## [Task details]
Filter the entries for the string "pectoral". Copy each line that has it.

## [Data to examine]

========================================================================

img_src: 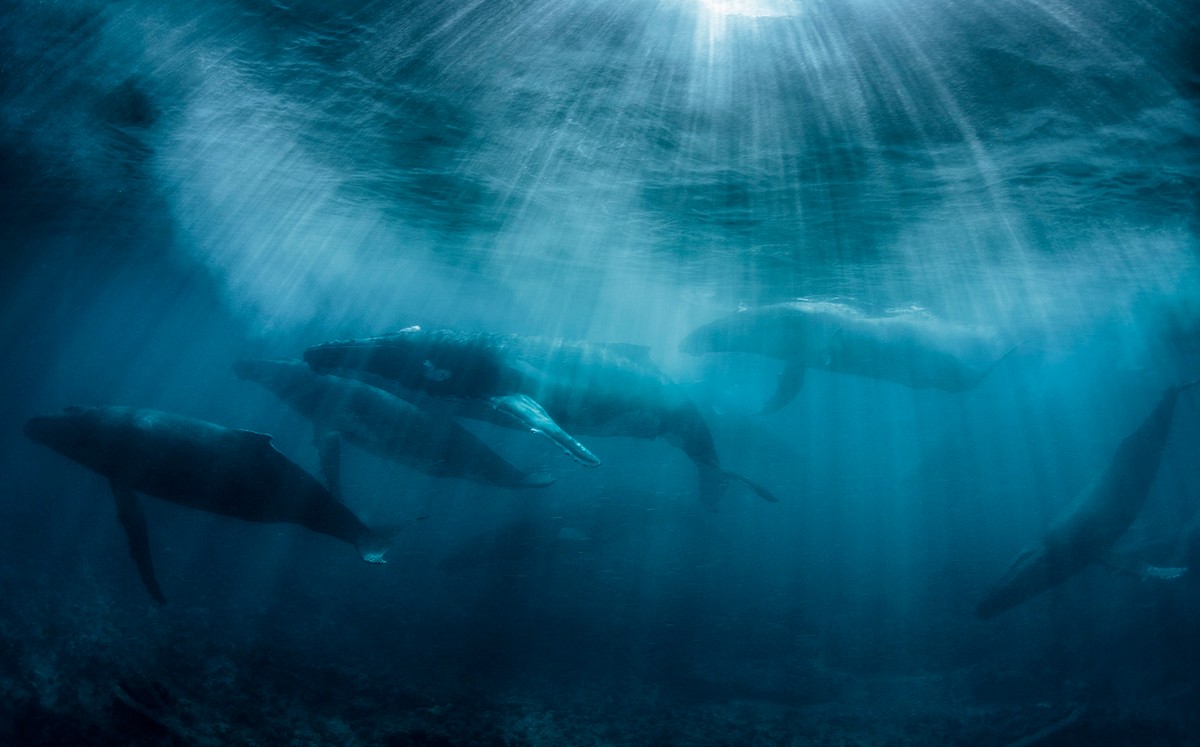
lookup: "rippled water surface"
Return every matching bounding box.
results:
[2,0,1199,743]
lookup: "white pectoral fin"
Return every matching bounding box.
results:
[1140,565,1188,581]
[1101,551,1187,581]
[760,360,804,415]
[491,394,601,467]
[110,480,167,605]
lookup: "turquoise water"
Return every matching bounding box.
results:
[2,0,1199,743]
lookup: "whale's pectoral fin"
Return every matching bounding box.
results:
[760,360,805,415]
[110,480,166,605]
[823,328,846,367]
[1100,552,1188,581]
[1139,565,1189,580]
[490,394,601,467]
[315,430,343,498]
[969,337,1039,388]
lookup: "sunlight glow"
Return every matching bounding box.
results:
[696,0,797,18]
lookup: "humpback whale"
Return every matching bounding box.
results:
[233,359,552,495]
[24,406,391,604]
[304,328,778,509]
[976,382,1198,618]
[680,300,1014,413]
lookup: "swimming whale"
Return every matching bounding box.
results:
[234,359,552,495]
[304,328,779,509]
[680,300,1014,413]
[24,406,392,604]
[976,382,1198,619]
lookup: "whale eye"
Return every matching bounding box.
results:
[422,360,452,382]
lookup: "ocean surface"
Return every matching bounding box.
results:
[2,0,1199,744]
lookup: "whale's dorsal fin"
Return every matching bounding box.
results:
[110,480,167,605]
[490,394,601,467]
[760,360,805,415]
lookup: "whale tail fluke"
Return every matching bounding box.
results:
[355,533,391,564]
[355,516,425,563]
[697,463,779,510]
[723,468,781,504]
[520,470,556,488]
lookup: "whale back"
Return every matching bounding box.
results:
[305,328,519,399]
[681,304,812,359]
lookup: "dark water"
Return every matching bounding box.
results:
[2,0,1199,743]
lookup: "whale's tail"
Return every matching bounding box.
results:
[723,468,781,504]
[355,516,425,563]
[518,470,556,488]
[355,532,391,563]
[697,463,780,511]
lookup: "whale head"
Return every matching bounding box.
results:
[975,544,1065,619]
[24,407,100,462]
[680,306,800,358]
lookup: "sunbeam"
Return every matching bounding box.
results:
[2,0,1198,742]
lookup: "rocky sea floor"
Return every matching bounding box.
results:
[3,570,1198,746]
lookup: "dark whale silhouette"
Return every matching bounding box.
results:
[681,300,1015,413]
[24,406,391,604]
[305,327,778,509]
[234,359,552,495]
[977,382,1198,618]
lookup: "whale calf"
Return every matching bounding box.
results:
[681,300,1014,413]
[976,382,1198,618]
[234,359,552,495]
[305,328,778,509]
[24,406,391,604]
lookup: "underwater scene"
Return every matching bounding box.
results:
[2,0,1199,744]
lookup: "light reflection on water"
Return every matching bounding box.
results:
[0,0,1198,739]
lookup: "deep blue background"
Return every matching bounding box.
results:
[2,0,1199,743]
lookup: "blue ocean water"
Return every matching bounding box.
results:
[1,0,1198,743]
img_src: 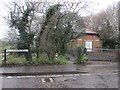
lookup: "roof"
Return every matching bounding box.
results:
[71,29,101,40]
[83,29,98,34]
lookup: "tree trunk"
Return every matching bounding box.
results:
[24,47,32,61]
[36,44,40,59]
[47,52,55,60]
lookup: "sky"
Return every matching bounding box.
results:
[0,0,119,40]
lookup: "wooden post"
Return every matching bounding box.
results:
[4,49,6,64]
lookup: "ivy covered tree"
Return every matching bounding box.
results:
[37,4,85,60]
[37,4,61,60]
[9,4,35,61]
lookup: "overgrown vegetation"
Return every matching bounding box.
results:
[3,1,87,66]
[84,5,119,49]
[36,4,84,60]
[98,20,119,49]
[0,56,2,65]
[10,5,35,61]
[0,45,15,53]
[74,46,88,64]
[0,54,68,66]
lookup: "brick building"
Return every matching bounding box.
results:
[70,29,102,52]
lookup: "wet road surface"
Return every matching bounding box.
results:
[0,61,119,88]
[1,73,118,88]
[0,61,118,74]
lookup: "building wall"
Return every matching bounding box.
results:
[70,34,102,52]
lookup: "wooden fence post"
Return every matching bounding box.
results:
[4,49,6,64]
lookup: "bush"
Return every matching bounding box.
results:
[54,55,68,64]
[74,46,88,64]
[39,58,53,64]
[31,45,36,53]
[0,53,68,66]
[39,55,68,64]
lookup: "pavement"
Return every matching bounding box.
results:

========================================================================

## [Problem solution]
lookup: "white pectoral fin"
lookup: "whale's pectoral fin"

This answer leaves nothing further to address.